━━━ EXTRACT PROVIDED

Brian Bollen was renowned for his meticulousness. Whether in his insistence on punctuality in the classroom, or his desire for saucepans with correctly fitting lids at home, the woodwork teacher aimed as near to perfection as possible.
Above all, however, his perfectionist's approach to life came out in an unwavering fairness, honesty and desire to provide the best for his pupils.
Brian Bollen was born near Chippenham, Wiltshire, in February 1926. As a boy, he loved constructing models from Meccano; by early adulthood this had broadened into a passion for carpentry.
In 1943, he trained as a woodwork teacher at Loughborough College. Two years later, he was appointed to Corsham Council School in Wiltshire.
Though he was strict, he was also happy to laugh with his pupils. It was a mark of respect that, in an era when boys' nicknames for their schoolmasters could be far from flattering, Mr Bollen was known simply as "Bertie".
He believed there was an art to woodwork. Above all, he wanted his pupils to be able to design their own woodwork projects: woodwork should be the product of the heart and soul, he thought, rather than just the hands.
In 1949, Mr Bollen attended a dance organised by the local branch of the NUT. During one number, the women were requested to ask the men to dance. Kathleen Drake, a young primary teacher, looked around and, taking pity on the round-faced, bespectacled man sitting on his own, invited him on to the dancefloor.

━━━━━━
━━━ SOURCE MATERIAL

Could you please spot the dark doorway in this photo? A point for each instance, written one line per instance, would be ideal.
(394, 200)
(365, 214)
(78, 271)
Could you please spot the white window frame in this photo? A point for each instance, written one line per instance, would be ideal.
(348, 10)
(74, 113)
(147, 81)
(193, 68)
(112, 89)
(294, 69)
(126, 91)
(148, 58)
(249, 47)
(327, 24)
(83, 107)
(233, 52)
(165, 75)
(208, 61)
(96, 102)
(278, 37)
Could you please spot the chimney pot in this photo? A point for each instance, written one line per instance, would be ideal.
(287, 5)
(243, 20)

━━━━━━

* _PROBLEMS_:
- a) Reproduce verbatim the lines of the entries starting at the line containing "Could you please spot the white" and ending at the last line of the entries, both included.
- b) Write what comes next in the passage about Brian Bollen.

* _SOLVED TASKS_:
- a)
Could you please spot the white window frame in this photo? A point for each instance, written one line per instance, would be ideal.
(348, 10)
(74, 113)
(147, 81)
(193, 68)
(112, 89)
(294, 69)
(126, 91)
(148, 58)
(249, 47)
(327, 24)
(83, 107)
(233, 52)
(165, 75)
(208, 61)
(96, 102)
(278, 37)
Could you please spot the chimney pot in this photo? A point for each instance, written one line per instance, would be ideal.
(287, 5)
(243, 20)

- b)
She was subsequently won over by the woodwork teacher's sincerity and honesty: he was immediately open about his background, his job, his interests.
A year later, they married; two years after that, their first daughter, Sheila, was born. Sheila was followed by a boy, Stephen, and two more girls, Rachel and Caroline.
In 1956, Mr Bollen joined the staff of Chippenham Boys' High School. Once again, pupils quickly developed respect for his firmness. When a boy was late, Mr Bollen would give him a piece of wood and tell him to bring it back to the next lesson. Persistent latecomers, therefore, would eventually find themselves carrying around a heavy bag full of wood.
But he also cared for his pupils. In later years, he set up and ran the school's Duke of Edinburgh award scheme. He did not particularly enjoy the outdoor aspects of the scheme himself, but saw unequivocal benefit in such activities for the boys. His own enjoyment was irrelevant.
Above all, he was renowned for his meticulousness. One pupil recalled several lessons spent learning to take apart and sharpen a wood-plane, before reassembling it carefully. The boys anticipated many weeks of happy planing afterwards.
Instead, Mr Bollen allowed them a handful of passes with the tool, before moving on to a different topic. For him, what was important was the detail, the ability to get it right. The boys needed to know the correct way to sharpen a wood-plane; he was less concerned with allowing them to blunt it.
This attention to detail was similarly apparent at home. When buying saucepans, he would line up different models and examine how well their lids fitted. And, when tiling the household bathroom, he carefully positioned each tile in a perfectly straight line. The ceiling, however, was not in a perfectly straight line; Mr Bollen was so nonplussed by this that he could not complete the job until the ceiling had been suitably altered.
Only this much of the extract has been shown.